- **What the task asks**
When a record contains an image, skip the image and retype the rest of that record exactly.

(Dataset entries)

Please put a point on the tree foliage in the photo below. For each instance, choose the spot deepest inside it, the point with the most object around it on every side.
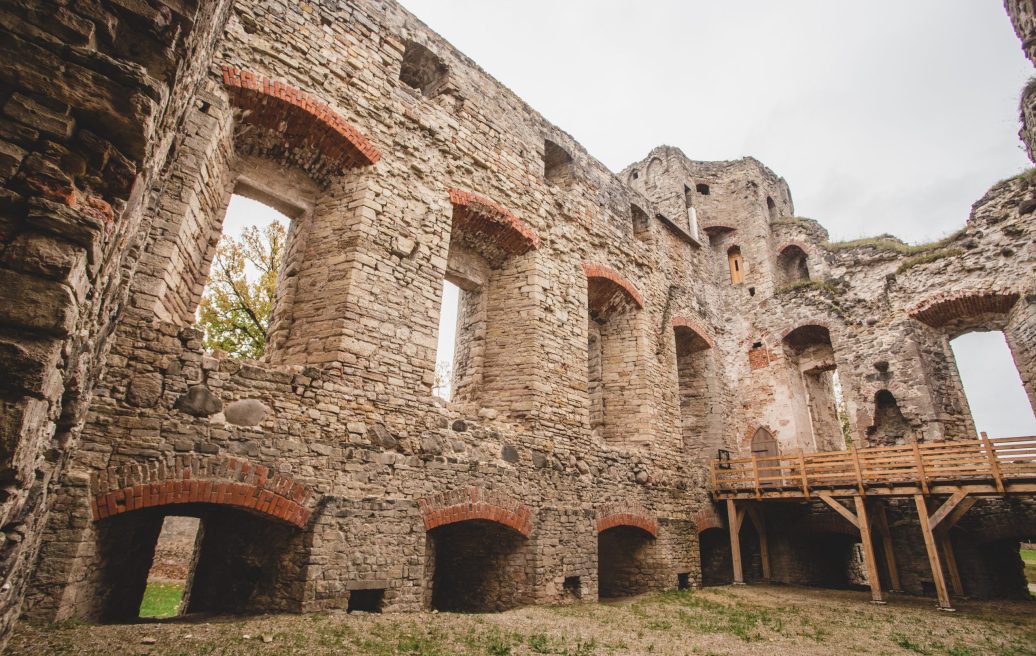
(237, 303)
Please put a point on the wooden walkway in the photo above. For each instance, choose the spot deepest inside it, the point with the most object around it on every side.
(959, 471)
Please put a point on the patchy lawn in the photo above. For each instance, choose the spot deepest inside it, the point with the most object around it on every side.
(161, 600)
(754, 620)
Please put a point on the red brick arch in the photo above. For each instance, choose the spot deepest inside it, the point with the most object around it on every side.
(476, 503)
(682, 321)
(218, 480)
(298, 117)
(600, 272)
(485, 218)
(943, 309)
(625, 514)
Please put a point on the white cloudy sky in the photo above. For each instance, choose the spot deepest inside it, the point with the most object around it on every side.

- **Task solution**
Please put a point on the tree foliage in the photo below. For each instance, choose the spot deepest inside it, the point with the most object around it on every side.
(237, 303)
Please put a point on the wooden walkway in the photo above. For each instance, choose the spot deepest inside it, the point with the most object around it on every side.
(959, 471)
Please put a point on the patchy lawn in the photo above. For each instance, choose the spot deepest inside it, the point with the most object around it on every side.
(161, 600)
(754, 620)
Please put a point on the red brick arch in the photo above. For each instance, choose the spot deepest inside it, the point with the most object around it on every side.
(476, 503)
(682, 321)
(218, 480)
(298, 117)
(600, 272)
(485, 218)
(943, 309)
(625, 514)
Please put a point on the white cloudy sky in the photo above. For each instance, choose the spot deepest inside it, the point with the most object around it on every side.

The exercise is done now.